» **Dataset rows**
....................

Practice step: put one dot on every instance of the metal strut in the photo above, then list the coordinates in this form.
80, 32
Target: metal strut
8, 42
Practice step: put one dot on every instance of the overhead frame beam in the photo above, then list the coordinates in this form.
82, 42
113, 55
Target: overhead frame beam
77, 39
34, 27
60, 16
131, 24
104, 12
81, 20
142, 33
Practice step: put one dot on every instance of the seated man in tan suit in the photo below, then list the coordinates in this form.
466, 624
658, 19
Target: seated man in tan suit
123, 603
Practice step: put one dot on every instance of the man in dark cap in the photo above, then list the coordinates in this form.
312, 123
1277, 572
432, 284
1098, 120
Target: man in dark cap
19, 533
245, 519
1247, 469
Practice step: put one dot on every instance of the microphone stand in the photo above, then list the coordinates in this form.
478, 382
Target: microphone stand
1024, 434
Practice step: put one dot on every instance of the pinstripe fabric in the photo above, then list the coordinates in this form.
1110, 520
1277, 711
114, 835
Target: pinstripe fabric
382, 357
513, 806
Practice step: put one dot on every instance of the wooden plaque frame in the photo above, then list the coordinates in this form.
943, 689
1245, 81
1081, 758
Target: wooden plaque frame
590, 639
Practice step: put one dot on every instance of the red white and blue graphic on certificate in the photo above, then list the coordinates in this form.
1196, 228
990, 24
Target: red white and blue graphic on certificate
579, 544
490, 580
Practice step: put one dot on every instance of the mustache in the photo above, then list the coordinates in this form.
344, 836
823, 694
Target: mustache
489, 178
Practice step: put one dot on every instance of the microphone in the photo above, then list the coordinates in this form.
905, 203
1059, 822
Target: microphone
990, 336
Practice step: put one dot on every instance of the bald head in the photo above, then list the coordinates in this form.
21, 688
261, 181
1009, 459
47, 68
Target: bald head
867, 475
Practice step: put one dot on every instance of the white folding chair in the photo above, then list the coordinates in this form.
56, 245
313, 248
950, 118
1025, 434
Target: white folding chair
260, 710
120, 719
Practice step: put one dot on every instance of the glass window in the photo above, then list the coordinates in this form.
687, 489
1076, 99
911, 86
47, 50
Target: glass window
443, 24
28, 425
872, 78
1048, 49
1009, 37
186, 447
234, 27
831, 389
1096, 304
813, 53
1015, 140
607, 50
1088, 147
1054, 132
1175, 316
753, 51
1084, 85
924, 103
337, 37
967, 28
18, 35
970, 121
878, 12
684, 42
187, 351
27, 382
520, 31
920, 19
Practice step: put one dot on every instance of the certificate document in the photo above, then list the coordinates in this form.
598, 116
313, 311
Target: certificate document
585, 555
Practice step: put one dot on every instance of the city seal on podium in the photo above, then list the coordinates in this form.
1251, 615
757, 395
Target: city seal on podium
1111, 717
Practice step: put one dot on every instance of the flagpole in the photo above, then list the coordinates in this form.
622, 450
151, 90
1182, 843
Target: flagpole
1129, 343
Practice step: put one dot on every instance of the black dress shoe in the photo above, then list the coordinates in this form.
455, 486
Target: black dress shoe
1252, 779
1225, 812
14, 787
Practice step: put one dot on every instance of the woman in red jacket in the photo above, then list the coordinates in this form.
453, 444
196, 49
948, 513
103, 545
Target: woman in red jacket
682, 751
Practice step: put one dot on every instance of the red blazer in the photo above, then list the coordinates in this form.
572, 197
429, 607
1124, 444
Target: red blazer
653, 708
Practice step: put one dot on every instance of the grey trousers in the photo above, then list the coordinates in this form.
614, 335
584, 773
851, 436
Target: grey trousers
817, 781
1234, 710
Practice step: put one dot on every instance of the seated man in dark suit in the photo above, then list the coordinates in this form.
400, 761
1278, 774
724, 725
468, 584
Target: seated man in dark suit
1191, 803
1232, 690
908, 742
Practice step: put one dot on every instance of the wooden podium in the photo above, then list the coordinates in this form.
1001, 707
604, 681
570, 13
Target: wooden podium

....................

Repeat only the lines running from the line that contains "Practice step: put one dot on every instance of the black" through the last line above, inclusive.

Practice step: put one dot on every instance of the black dress shoe in the photo above, then list the coordinates in this form.
455, 486
Target: black dress shoe
1252, 779
1225, 812
14, 787
Practice step: put one dot on every instance of the woman in red jacket in the photo above, then list the coordinates in this form.
453, 444
196, 49
948, 513
103, 545
Target: woman in red jacket
682, 751
Practice step: put one dot on every instance of the red blazer in the photo above, then list the coordinates in this form.
572, 197
429, 607
1124, 444
Target: red blazer
653, 708
Practice step: put one dot on every instance of the grey trousers in the photo above, then list the coordinates in this form.
614, 335
584, 773
851, 436
Target: grey trousers
817, 781
1234, 710
Practice step: put one dot on every instance of the seated man in dark suit in the photo above, then list the coordinates in this form.
400, 761
1278, 774
724, 725
468, 584
Target: seated man in dark suit
1191, 803
1232, 690
908, 742
Practice step: put one dot on every instance of the wooden podium in the photo above, then list the coordinates in this form.
1001, 707
604, 681
570, 13
Target: wooden podium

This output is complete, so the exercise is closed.